## Problem requirements
Repeat every line of the records below word for word, without changing anything.

## Data in this exercise
** begin **

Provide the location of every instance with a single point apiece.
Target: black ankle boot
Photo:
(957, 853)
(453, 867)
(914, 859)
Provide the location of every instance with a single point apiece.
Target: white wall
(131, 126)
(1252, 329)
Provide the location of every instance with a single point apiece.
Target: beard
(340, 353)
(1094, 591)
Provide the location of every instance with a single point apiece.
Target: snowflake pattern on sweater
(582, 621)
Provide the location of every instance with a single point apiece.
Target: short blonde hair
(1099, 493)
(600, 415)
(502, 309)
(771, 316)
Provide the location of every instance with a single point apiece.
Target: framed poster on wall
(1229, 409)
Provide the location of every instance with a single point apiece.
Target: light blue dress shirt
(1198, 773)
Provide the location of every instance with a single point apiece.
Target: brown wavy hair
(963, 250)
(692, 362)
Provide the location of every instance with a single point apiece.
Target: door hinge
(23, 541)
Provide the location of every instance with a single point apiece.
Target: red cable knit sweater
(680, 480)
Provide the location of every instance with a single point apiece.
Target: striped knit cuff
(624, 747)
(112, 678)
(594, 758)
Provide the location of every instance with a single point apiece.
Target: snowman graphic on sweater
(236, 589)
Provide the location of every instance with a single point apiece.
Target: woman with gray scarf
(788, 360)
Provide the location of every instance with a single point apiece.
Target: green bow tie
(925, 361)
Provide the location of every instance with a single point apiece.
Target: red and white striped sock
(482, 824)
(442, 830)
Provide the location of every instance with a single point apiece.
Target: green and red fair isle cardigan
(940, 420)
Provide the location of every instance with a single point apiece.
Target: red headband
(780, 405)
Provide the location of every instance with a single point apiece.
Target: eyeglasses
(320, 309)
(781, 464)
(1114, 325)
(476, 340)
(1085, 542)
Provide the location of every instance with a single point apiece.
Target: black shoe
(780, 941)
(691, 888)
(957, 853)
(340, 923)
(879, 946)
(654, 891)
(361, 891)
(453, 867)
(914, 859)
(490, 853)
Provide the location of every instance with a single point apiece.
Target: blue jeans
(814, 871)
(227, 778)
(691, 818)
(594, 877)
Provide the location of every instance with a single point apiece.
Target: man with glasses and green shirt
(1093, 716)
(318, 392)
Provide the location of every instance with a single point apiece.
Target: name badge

** end **

## Answer to this problem
Provide the location of every instance with a single point apiece.
Target: black ankle boot
Photo:
(957, 853)
(453, 867)
(914, 859)
Provide the location of every instance with a single point apiece.
Target: white wall
(131, 126)
(1252, 329)
Provide the location of every instance with a single point apiece.
Target: beard
(340, 353)
(1094, 591)
Provide the location of every instance with a single point apiece.
Target: snowflake pattern on sweater
(582, 621)
Provide the location of every instance with a single point apiece.
Target: short blonde hair
(1099, 493)
(600, 415)
(502, 309)
(771, 316)
Provide the location of every instance with a single point apiece.
Target: framed poster on wall
(1229, 409)
Provide the location of every instance with a single point apiece.
Target: light blue dress shirt
(1198, 773)
Provide the location of every instance with a single point apiece.
Target: brown wavy hair
(963, 250)
(692, 362)
Provide the location of every instance with a single point apiece.
Target: door hinge
(23, 541)
Provide the location of every instance with a single point apiece.
Target: red cable knit sweater
(680, 480)
Provide the location of every instance with a single point apiece.
Target: striped knit cuff
(624, 747)
(112, 678)
(594, 758)
Provide the location of every instance with a single point apiece.
Target: snowman graphic on sweater
(236, 589)
Provide the location of every instance with a single point apiece.
Target: woman with gray scarf
(788, 360)
Provide the location of every instance with a single point apiece.
Target: green bow tie
(925, 361)
Provide the location of every instance with a single point apiece.
Target: red and white striped sock
(482, 824)
(442, 830)
Provide the location of every instance with a single point apiece.
Target: green and red fair isle cardigan
(940, 420)
Provide the location of every instance with a single point apiece.
Target: red headband
(780, 405)
Provide the location of every instance with a single point apiece.
Target: eyeglasses
(320, 309)
(781, 464)
(1114, 325)
(476, 340)
(1085, 542)
Provide the location of every instance with a single point apiece.
Target: black shoe
(780, 941)
(691, 888)
(957, 853)
(340, 923)
(879, 946)
(654, 891)
(361, 891)
(453, 867)
(914, 859)
(490, 853)
Provide the location of every instance with a single point apiece.
Target: blue jeans
(814, 871)
(227, 778)
(691, 818)
(594, 877)
Provide the location of every instance with a single point apiece.
Target: man with glasses and green shirt
(1093, 716)
(318, 392)
Provide the location of every instance with a single point apiece.
Target: name badge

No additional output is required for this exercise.